» Task goal
From the listing below, reproduce word for word the lines from the one containing "Consider the photo above. For each instance of the red" up to and including the one containing "Target: red wooden structure", and nothing else.

» Input records
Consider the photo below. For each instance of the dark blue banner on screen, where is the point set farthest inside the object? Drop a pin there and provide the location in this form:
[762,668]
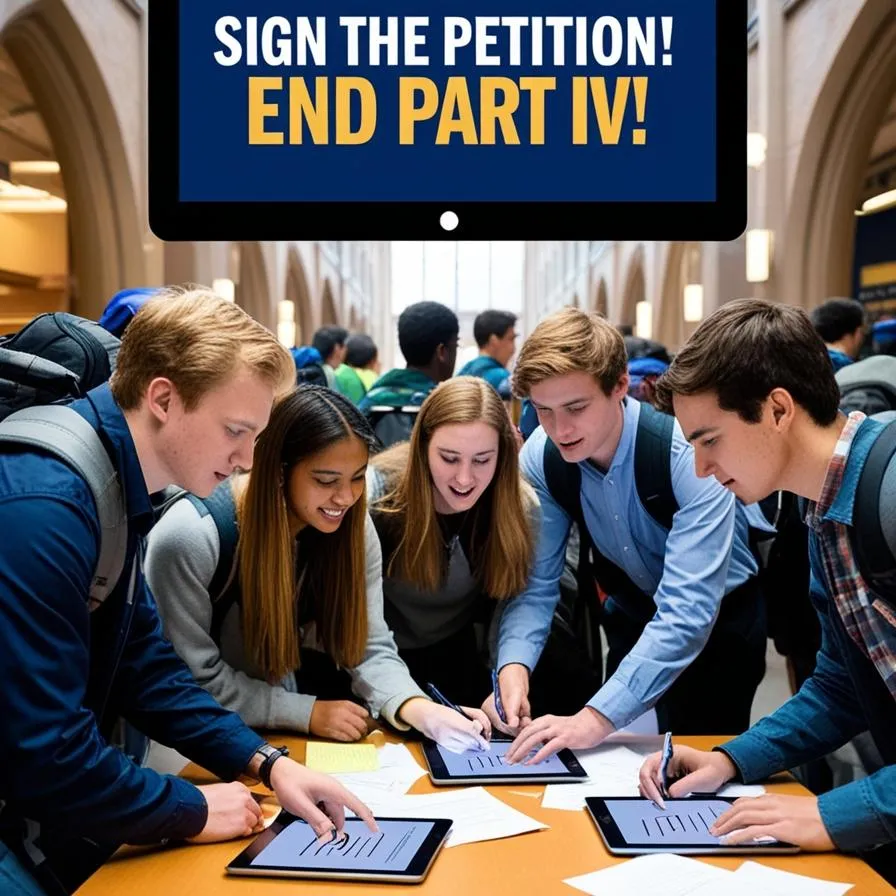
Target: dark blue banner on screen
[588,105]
==
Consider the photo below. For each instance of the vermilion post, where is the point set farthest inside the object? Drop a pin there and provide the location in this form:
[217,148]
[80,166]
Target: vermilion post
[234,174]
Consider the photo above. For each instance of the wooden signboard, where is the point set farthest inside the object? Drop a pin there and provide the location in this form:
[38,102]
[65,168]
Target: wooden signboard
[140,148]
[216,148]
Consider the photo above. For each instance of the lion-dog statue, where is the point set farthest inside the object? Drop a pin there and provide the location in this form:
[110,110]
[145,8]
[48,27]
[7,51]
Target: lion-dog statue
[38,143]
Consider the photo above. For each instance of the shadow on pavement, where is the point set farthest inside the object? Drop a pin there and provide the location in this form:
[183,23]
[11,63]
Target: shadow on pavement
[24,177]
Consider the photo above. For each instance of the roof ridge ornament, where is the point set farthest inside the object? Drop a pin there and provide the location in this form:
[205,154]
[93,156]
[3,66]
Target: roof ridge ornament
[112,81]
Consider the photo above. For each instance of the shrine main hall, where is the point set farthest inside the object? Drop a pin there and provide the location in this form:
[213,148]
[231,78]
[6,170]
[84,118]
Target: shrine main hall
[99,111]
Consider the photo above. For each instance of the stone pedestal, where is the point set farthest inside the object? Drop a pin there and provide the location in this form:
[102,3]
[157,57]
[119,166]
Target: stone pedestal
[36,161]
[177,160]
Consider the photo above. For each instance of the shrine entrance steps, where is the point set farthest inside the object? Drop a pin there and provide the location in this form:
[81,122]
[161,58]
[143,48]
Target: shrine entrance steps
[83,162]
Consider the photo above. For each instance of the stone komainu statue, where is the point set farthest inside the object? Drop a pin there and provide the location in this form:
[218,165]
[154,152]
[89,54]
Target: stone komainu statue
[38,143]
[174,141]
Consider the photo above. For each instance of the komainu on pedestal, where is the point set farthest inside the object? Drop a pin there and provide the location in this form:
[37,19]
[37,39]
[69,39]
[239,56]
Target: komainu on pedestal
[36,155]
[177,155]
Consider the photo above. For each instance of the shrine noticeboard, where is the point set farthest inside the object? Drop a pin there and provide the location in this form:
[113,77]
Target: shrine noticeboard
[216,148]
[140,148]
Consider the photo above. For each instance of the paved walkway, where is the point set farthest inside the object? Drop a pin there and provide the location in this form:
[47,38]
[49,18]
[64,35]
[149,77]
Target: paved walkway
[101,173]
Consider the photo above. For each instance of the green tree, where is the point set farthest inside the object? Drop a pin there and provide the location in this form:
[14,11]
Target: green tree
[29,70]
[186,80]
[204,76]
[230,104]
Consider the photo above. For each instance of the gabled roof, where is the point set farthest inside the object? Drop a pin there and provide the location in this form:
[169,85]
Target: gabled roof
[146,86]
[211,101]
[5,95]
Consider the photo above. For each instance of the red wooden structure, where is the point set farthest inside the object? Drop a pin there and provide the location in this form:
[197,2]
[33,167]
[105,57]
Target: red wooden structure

» Full output
Consider the photo above. For each instance of the red wooden structure, where is the point set farthest inside the object? Drop a pin there and provide the location in this form:
[197,2]
[33,167]
[105,57]
Target: red wooden structure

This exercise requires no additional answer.